In tal senso la nuova West-detente iraniana si è particolarmente giovata del riconoscimento da parte della Turchia del diritto allo sviluppo del proprio controverso programma nucleare a fini pacifici. Il 24 novembre 2013 è la data del raggiungimento dell’accordo ad interim di Ginevra, ufficialmente intitolato piano d’azione comune e primo accordo formale tra Stati Uniti ed Iran in 34 anni. L’attuazione dell’accordo tra Iran e i Paesi P5+1 a Ginevra, inizia formalmente il 20 gennaio 2014 con una prima deadline segnata al 20 luglio 2014. L’accordo interinale di Ginevra è in vigore da un anno, alla data della firma, mentre un nuovo accordo dovrebbe vedere la luce prima della fine di Novembre. Al momento però persistono grandi divergenze. Giorni intensi anche su questo versante che rischiano di avere un effetto a catena su tutta l’area.

I nodi da sciogliere La questione siriana, il problema kurdo e lo Stato Islamico (IS). In relazione alla Siria prima e all’IS poi, Turchia e Iran si ritrovano invece a sostenere ruoli diversi. Erdoğan, pur avendo abbassato i toni negli ultimi mesi, alla luce dell’evidente fallimento della propria politica siriana, era e rimane uno dei più convinti sostenitori dell’opposizione che si batte contro Bashar al-Assad. L’Iran, al contrario, è il principale alleato del regime siriano. Le divergenze riguardano anche l’Iraq. L’AKP [1], come l’Iran, desidera che l’Iraq mantenga la propria integrità territoriale, anche perché l’eventuale indipendenza del Kurdistan iracheno potrebbe avere conseguenze destabilizzanti sulla stessa Turchia, vista la considerevole e minoranza curda che vive entro i propri confini e il fatto che il processo di pace in corso da ormai due anni sembra ora avviarsi su un binario morto. In tutto questo quadro già di per se allarmante rientra l’ascesa dell’IS. Lo Stato Islamico può alterare le dinamiche regionali e spingere forze rivali a collaborare. La violenza e le dinamiche settarie sia in Siria che in Iraq, insieme alla morfologia del territorio e ai facili collegamenti transfrontalieri, hanno fatto sì che l’IS divenisse una minaccia crescente per la sicurezza regionale. Probabilmente, Bashar al-Assad ha contribuito a rafforzarne il fenomeno. In primo luogo, la repressione brutale contro i civili siriani ha permesso all’IS di giocare su un impianto propagandistico ben oleato ed in linea con i moderni tempi della comunicazione per attirare combattenti dall’estero e il sostegno finanziario degli esuli. In secondo luogo, fino a poco tempo la strategia militare di al-Assad era orientata a confrontarsi contro l’opposizione sunnita ma senza entrare in scontro diretto contro IS. Corollario di tale scelta strategica è il fatto che proprio la minaccia del Califfato avrebbe costretto gli oppositori del regime a rivalutare le proprie posizioni. Allo stesso modo, le politiche settarie dell’ex Premier iracheno al-Maliki hanno dato ossigeno a questo gruppo e, indirettamente affidato ai curdi un ruolo regionale indispensabile.

ESERCIZI:
[1] Nel brano da leggere, in che giorno comincia ufficialmente l'attuazione dell'accordo di Ginevra tra Iran e Paesi P5+1?
[2] Copia parola per parola dal brano da leggere il passo che parte da "In tal senso" e arriva fino a "su tutta l’area.".
[3] Per ciascuna frase, indica se concorda con il brano da leggere e riporta tra virgolette le parole del brano che lo provano.
(a) L'Iran è il principale alleato del regime siriano.
(b) L'accordo ad interim di Ginevra è stato raggiunto il 20 luglio 2014.
(c) L'AKP vuole che l'Iraq conservi la propria integrità territoriale.

DATI FORNITI:
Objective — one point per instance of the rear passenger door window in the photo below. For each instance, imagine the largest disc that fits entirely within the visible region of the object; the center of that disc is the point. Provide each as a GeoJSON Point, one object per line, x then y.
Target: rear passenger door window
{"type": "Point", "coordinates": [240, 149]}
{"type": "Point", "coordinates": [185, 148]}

SOLUZIONI SVOLTE:
[1] Il 20 gennaio 2014.

[2]
In tal senso la nuova West-detente iraniana si è particolarmente giovata del riconoscimento da parte della Turchia del diritto allo sviluppo del proprio controverso programma nucleare a fini pacifici. Il 24 novembre 2013 è la data del raggiungimento dell’accordo ad interim di Ginevra, ufficialmente intitolato piano d’azione comune e primo accordo formale tra Stati Uniti ed Iran in 34 anni. L’attuazione dell’accordo tra Iran e i Paesi P5+1 a Ginevra, inizia formalmente il 20 gennaio 2014 con una prima deadline segnata al 20 luglio 2014. L’accordo interinale di Ginevra è in vigore da un anno, alla data della firma, mentre un nuovo accordo dovrebbe vedere la luce prima della fine di Novembre. Al momento però persistono grandi divergenze. Giorni intensi anche su questo versante che rischiano di avere un effetto a catena su tutta l’area.

[3]
(a) Sì: "L’Iran, al contrario, è il principale alleato del regime siriano."
(b) No: "Il 24 novembre 2013 è la data del raggiungimento dell’accordo ad interim di Ginevra"
(c) Sì: "desidera che l’Iraq mantenga la propria integrità territoriale"